> **TASK DESCRIPTION**: Repeat each line of the material below exactly as it appears, minus any pictures.

start DATA SECTION

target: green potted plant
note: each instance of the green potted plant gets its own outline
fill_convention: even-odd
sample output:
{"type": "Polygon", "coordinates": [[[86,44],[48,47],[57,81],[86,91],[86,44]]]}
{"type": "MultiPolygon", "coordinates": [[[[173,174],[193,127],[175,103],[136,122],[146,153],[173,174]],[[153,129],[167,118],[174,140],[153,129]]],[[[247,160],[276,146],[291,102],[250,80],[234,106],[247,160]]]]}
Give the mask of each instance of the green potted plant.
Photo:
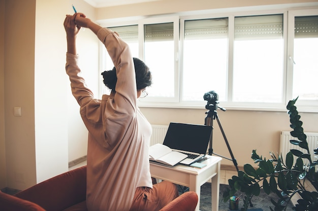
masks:
{"type": "Polygon", "coordinates": [[[251,158],[255,163],[258,163],[258,167],[255,168],[250,164],[244,165],[244,171],[239,171],[238,176],[233,176],[229,180],[230,188],[223,194],[224,201],[227,201],[232,196],[235,195],[238,191],[244,194],[243,207],[241,210],[246,210],[251,204],[253,196],[258,196],[263,188],[268,195],[271,192],[277,196],[276,201],[271,199],[274,205],[271,210],[287,210],[288,203],[292,203],[291,199],[298,193],[301,198],[297,203],[293,206],[293,209],[297,211],[318,210],[318,172],[315,166],[318,164],[317,160],[312,161],[310,152],[318,154],[318,148],[310,152],[308,149],[307,137],[304,134],[302,127],[302,122],[298,114],[295,104],[298,98],[290,101],[287,106],[290,115],[291,128],[293,131],[291,135],[298,140],[291,140],[291,144],[298,145],[305,149],[307,153],[303,153],[297,149],[291,149],[283,159],[281,154],[275,156],[270,153],[271,158],[266,159],[260,156],[256,150],[252,150],[251,158]],[[297,157],[294,160],[294,156],[297,157]],[[309,182],[315,191],[306,189],[305,182],[309,182]]]}

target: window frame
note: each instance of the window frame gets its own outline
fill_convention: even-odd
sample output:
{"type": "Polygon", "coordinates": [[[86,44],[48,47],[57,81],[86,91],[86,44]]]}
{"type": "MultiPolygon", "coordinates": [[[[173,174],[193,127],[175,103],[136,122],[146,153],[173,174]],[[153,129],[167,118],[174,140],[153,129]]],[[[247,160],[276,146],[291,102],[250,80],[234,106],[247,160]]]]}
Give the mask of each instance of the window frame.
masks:
{"type": "MultiPolygon", "coordinates": [[[[174,30],[175,32],[174,39],[175,40],[175,97],[173,100],[167,100],[165,98],[156,98],[147,96],[142,99],[139,99],[138,105],[140,107],[156,107],[156,108],[195,108],[203,109],[205,108],[206,102],[204,101],[202,93],[202,101],[182,101],[182,83],[183,81],[183,44],[184,42],[184,21],[200,19],[220,18],[227,17],[229,20],[228,28],[228,55],[227,70],[227,99],[225,102],[219,102],[220,106],[225,107],[228,109],[242,110],[260,110],[260,111],[284,111],[285,106],[289,100],[292,99],[293,85],[293,67],[290,59],[293,54],[293,41],[294,39],[294,17],[296,16],[318,15],[318,10],[316,9],[304,9],[302,10],[282,8],[278,10],[256,10],[239,11],[235,12],[224,12],[219,13],[205,13],[203,15],[198,15],[196,13],[192,13],[190,15],[186,14],[182,16],[178,15],[162,15],[154,17],[144,18],[139,17],[136,20],[130,21],[121,21],[112,24],[105,22],[103,24],[105,27],[120,26],[120,25],[138,25],[138,34],[139,41],[139,57],[142,60],[144,58],[144,25],[148,24],[162,23],[167,22],[174,22],[174,30]],[[284,42],[283,49],[283,79],[282,81],[282,96],[281,102],[279,103],[247,103],[233,102],[233,46],[234,34],[234,19],[236,17],[247,16],[259,16],[274,14],[283,15],[283,37],[284,42]],[[292,17],[292,16],[294,16],[292,17]],[[179,38],[180,37],[180,38],[179,38]],[[288,55],[289,55],[288,56],[288,55]],[[291,56],[290,56],[291,55],[291,56]],[[290,59],[289,59],[290,58],[290,59]],[[232,61],[232,62],[231,62],[232,61]]],[[[100,51],[102,52],[101,51],[100,51]]],[[[103,55],[101,56],[101,64],[103,63],[103,55]]],[[[101,65],[102,66],[102,65],[101,65]]],[[[207,92],[210,90],[207,90],[207,92]]],[[[303,112],[318,112],[318,102],[316,101],[307,101],[315,102],[302,102],[298,107],[303,112]]]]}

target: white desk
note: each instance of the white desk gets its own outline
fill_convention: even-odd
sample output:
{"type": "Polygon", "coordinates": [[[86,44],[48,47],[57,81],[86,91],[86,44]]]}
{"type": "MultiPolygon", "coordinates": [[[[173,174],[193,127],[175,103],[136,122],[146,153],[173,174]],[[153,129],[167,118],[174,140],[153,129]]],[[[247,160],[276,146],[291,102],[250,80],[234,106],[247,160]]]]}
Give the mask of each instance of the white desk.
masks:
{"type": "Polygon", "coordinates": [[[196,211],[199,210],[201,185],[211,179],[212,211],[218,211],[219,173],[222,158],[214,156],[206,156],[208,159],[202,163],[207,165],[202,168],[183,165],[171,167],[150,162],[150,173],[152,177],[188,187],[190,191],[196,192],[199,201],[196,211]]]}

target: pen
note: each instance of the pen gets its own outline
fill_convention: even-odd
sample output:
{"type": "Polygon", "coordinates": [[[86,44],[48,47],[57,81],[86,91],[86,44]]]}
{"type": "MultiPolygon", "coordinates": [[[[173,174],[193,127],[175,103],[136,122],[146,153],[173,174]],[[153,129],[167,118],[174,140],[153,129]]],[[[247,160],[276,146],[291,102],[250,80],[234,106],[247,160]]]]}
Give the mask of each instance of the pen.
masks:
{"type": "Polygon", "coordinates": [[[77,12],[76,11],[76,9],[75,9],[75,7],[74,7],[73,5],[72,5],[72,7],[73,7],[73,9],[74,10],[74,12],[75,12],[75,13],[77,13],[77,12]]]}

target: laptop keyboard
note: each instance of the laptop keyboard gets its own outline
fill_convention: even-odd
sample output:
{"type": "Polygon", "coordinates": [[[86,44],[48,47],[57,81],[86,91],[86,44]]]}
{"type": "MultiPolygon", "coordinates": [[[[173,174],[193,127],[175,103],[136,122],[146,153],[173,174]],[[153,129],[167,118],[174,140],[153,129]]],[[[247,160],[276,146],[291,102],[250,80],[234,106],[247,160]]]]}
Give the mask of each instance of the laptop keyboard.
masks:
{"type": "Polygon", "coordinates": [[[182,152],[182,153],[185,154],[186,155],[188,156],[187,158],[195,159],[199,157],[199,155],[196,155],[196,154],[191,154],[191,153],[187,153],[185,152],[182,152]]]}
{"type": "MultiPolygon", "coordinates": [[[[173,150],[174,151],[174,150],[173,150]]],[[[178,151],[176,151],[176,152],[179,152],[178,151]]],[[[197,154],[191,154],[191,153],[187,153],[186,152],[181,152],[181,153],[183,153],[183,154],[185,154],[186,155],[187,155],[188,156],[187,157],[187,158],[189,158],[189,159],[195,159],[198,157],[199,157],[200,156],[200,155],[197,155],[197,154]]]]}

end DATA SECTION

> **TASK RESPONSE**:
target: green potted plant
note: each instance of the green potted plant gets its own outline
fill_convention: even-odd
sample output:
{"type": "Polygon", "coordinates": [[[86,44],[48,47],[57,81],[86,91],[86,44]]]}
{"type": "MultiPolygon", "coordinates": [[[[173,174],[193,127],[175,103],[136,122],[146,153],[173,174]],[[153,129],[167,118],[174,140],[153,129]]],[[[247,160],[276,146],[291,102],[250,80],[234,106],[247,160]]]]}
Give the mask of each instance of the green potted plant.
Photo:
masks:
{"type": "Polygon", "coordinates": [[[251,158],[255,163],[258,163],[258,167],[255,168],[250,164],[244,165],[244,171],[239,171],[238,176],[233,176],[229,180],[230,188],[223,194],[224,201],[227,201],[232,196],[235,195],[238,191],[244,194],[243,207],[241,210],[246,210],[251,204],[253,196],[258,196],[263,188],[268,195],[271,192],[277,196],[276,201],[271,199],[274,205],[271,210],[287,210],[288,203],[292,203],[291,199],[298,193],[301,198],[297,203],[293,206],[293,209],[297,211],[318,210],[318,172],[315,166],[318,164],[317,160],[312,161],[310,152],[318,154],[318,148],[310,152],[308,149],[307,137],[304,134],[302,127],[302,122],[298,114],[295,104],[298,98],[290,101],[287,106],[290,115],[291,128],[293,131],[291,135],[298,140],[291,140],[291,144],[298,145],[305,149],[307,153],[303,153],[297,149],[291,149],[283,159],[281,154],[275,156],[270,153],[271,158],[266,159],[260,156],[256,150],[252,150],[251,158]],[[297,157],[294,160],[294,156],[297,157]],[[309,182],[315,191],[306,189],[305,182],[309,182]]]}

target: window frame
note: each instance of the window frame gets its own outline
fill_convention: even-odd
sample output:
{"type": "Polygon", "coordinates": [[[86,44],[48,47],[57,81],[86,91],[86,44]]]}
{"type": "MultiPolygon", "coordinates": [[[[173,174],[193,127],[175,103],[136,122],[146,153],[173,174]],[[153,129],[167,118],[174,140],[153,129]]],[[[247,160],[276,146],[291,102],[250,80],[234,106],[247,160]]]]}
Give the mask of each instance of the window frame.
masks:
{"type": "MultiPolygon", "coordinates": [[[[174,30],[175,32],[174,39],[175,40],[175,97],[173,100],[167,100],[165,98],[156,98],[147,96],[142,99],[139,99],[138,105],[140,107],[156,107],[156,108],[195,108],[203,109],[205,108],[206,102],[204,101],[202,93],[202,101],[182,101],[182,83],[183,81],[183,44],[184,42],[184,21],[200,19],[220,18],[227,17],[229,20],[228,28],[228,55],[227,70],[227,99],[225,102],[219,102],[220,106],[225,107],[228,109],[242,110],[260,110],[260,111],[284,111],[285,106],[289,100],[292,99],[293,85],[293,67],[290,59],[293,54],[293,41],[294,39],[294,17],[296,16],[318,15],[318,10],[316,9],[304,9],[302,10],[282,8],[278,10],[256,10],[239,11],[235,12],[224,12],[219,13],[205,13],[203,15],[198,15],[196,13],[192,13],[190,15],[186,14],[182,16],[178,15],[162,15],[154,17],[144,18],[139,17],[136,20],[130,21],[121,21],[112,24],[105,22],[103,24],[105,27],[120,26],[120,25],[138,25],[138,34],[139,41],[139,57],[142,60],[144,58],[144,25],[148,24],[162,23],[167,22],[174,22],[174,30]],[[284,42],[283,49],[283,79],[282,81],[282,96],[281,102],[279,103],[247,103],[233,102],[233,46],[234,34],[234,19],[236,17],[247,16],[259,16],[274,14],[283,15],[283,37],[284,42]],[[292,17],[292,16],[294,16],[292,17]],[[179,38],[180,37],[180,38],[179,38]],[[288,55],[289,55],[288,56],[288,55]],[[291,56],[290,56],[291,55],[291,56]],[[290,59],[289,59],[290,58],[290,59]],[[232,61],[232,62],[231,62],[232,61]]],[[[100,51],[102,52],[101,51],[100,51]]],[[[103,55],[101,56],[101,64],[103,63],[103,55]]],[[[101,65],[102,66],[102,65],[101,65]]],[[[207,92],[210,90],[207,90],[207,92]]],[[[303,112],[318,112],[318,102],[316,101],[307,101],[315,102],[302,102],[298,107],[303,112]]]]}

target: white desk
note: each instance of the white desk gets its own outline
fill_convention: even-odd
sample output:
{"type": "Polygon", "coordinates": [[[86,44],[48,47],[57,81],[86,91],[86,44]]]}
{"type": "MultiPolygon", "coordinates": [[[[173,174],[193,127],[175,103],[136,122],[146,153],[173,174]],[[153,129],[167,118],[174,140],[153,129]]],[[[247,160],[276,146],[291,102],[250,80],[234,106],[247,160]]]]}
Give the mask of each instance of the white desk.
masks:
{"type": "Polygon", "coordinates": [[[196,211],[199,210],[201,185],[211,179],[212,211],[218,211],[219,173],[222,158],[214,156],[206,156],[208,159],[202,163],[207,165],[202,168],[183,165],[171,167],[150,162],[150,173],[152,177],[188,187],[190,191],[196,192],[199,201],[196,211]]]}

target: pen
note: each instance of the pen gets its own outline
fill_convention: even-odd
sample output:
{"type": "Polygon", "coordinates": [[[86,44],[48,47],[57,81],[86,91],[86,44]]]}
{"type": "MultiPolygon", "coordinates": [[[[173,174],[193,127],[175,103],[136,122],[146,153],[173,174]],[[153,129],[167,118],[174,140],[153,129]]],[[[247,160],[276,146],[291,102],[250,80],[234,106],[247,160]]]]}
Give the mask of each instance of the pen.
masks:
{"type": "Polygon", "coordinates": [[[77,12],[76,11],[76,9],[75,9],[75,7],[74,7],[73,5],[72,5],[72,7],[73,7],[73,9],[74,10],[74,12],[75,12],[75,13],[77,13],[77,12]]]}

target: laptop keyboard
note: each instance of the laptop keyboard gets its own outline
fill_convention: even-odd
sample output:
{"type": "Polygon", "coordinates": [[[86,44],[48,47],[57,81],[86,91],[86,44]]]}
{"type": "MultiPolygon", "coordinates": [[[[173,174],[193,127],[175,103],[136,122],[146,153],[173,174]],[[153,129],[167,118],[174,140],[153,129]]],[[[247,160],[276,146],[291,102],[250,80],[234,106],[247,160]]]]}
Give the mask of each instance of the laptop keyboard.
masks:
{"type": "Polygon", "coordinates": [[[182,152],[182,153],[185,154],[186,155],[188,156],[187,158],[195,159],[199,157],[199,155],[196,155],[196,154],[191,154],[191,153],[187,153],[185,152],[182,152]]]}
{"type": "MultiPolygon", "coordinates": [[[[173,150],[174,151],[174,150],[173,150]]],[[[178,151],[176,151],[176,152],[179,152],[178,151]]],[[[197,154],[191,154],[191,153],[187,153],[186,152],[181,152],[181,153],[183,153],[183,154],[185,154],[186,155],[187,155],[188,156],[187,157],[187,158],[189,158],[189,159],[195,159],[198,157],[199,157],[200,156],[200,155],[197,155],[197,154]]]]}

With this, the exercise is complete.